### Required work:
Reproduce, character for character, the lines below from the first through the one with "the goalkeeper's blond". Leave pictures out.

Natural-language object grounding data
· · ·

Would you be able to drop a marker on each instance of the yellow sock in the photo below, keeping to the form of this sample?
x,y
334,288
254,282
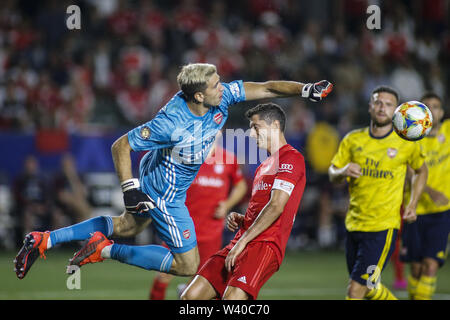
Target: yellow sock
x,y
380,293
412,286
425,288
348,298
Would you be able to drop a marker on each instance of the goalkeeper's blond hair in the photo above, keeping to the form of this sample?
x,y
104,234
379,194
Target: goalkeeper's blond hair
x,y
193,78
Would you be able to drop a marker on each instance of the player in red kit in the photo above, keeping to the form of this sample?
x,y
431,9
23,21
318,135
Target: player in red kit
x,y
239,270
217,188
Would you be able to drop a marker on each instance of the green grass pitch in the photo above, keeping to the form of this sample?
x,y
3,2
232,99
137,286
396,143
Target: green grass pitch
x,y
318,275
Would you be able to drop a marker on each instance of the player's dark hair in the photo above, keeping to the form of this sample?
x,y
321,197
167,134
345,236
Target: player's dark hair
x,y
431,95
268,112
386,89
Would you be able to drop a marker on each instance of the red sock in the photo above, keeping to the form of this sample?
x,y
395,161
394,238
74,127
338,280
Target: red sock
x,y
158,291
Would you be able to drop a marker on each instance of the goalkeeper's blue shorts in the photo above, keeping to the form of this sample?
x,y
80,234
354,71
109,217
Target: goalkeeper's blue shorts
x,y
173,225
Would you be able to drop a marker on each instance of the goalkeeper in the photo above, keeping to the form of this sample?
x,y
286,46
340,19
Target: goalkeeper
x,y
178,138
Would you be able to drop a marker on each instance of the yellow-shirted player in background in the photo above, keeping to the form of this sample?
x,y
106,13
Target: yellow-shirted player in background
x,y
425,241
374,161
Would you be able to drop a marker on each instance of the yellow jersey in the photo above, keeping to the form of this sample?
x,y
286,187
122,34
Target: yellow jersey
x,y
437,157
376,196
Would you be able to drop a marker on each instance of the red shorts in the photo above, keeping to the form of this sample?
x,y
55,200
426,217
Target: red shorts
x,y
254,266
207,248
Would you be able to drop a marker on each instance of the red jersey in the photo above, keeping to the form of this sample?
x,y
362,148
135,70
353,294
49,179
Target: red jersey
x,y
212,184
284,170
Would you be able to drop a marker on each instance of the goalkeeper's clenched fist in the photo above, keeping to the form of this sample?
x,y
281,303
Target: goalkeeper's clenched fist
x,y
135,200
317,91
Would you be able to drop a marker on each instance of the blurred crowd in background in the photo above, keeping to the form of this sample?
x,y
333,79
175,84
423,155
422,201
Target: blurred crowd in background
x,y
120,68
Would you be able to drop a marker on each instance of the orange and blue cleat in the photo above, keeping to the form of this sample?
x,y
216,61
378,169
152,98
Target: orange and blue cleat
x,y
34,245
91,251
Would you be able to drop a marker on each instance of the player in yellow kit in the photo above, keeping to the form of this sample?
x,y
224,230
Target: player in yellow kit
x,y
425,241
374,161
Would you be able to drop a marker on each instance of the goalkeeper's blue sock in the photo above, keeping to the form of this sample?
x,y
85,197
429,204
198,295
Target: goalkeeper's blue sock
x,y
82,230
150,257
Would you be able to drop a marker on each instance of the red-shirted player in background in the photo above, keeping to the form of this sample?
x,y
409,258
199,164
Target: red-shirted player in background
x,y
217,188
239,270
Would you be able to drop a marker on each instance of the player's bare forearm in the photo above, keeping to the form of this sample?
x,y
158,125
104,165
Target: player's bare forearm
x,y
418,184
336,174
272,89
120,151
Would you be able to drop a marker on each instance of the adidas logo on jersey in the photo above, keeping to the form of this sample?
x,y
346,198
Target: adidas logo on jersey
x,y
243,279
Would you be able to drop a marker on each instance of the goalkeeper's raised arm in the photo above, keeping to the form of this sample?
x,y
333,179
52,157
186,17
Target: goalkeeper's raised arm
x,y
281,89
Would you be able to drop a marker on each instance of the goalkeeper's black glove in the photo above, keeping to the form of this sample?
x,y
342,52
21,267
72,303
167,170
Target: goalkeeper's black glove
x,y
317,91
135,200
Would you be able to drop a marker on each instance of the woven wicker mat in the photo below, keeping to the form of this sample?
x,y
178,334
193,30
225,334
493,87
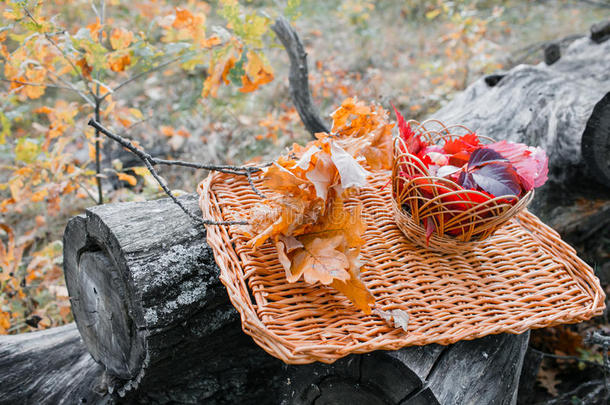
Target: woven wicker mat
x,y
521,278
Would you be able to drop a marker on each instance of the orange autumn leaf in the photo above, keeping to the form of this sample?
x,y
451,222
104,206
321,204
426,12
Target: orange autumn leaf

· · ·

### Reply to the task:
Would you be able to drop a marker on each instance of the yellow sock in the photo below, keeping to the form of this sample?
x,y
334,288
254,282
Target: yellow sock
x,y
380,293
412,286
425,288
348,298
Would you be able to drop a marker on each instance of the goalkeeper's blond hair in the photo above, keeping to the form of this sample?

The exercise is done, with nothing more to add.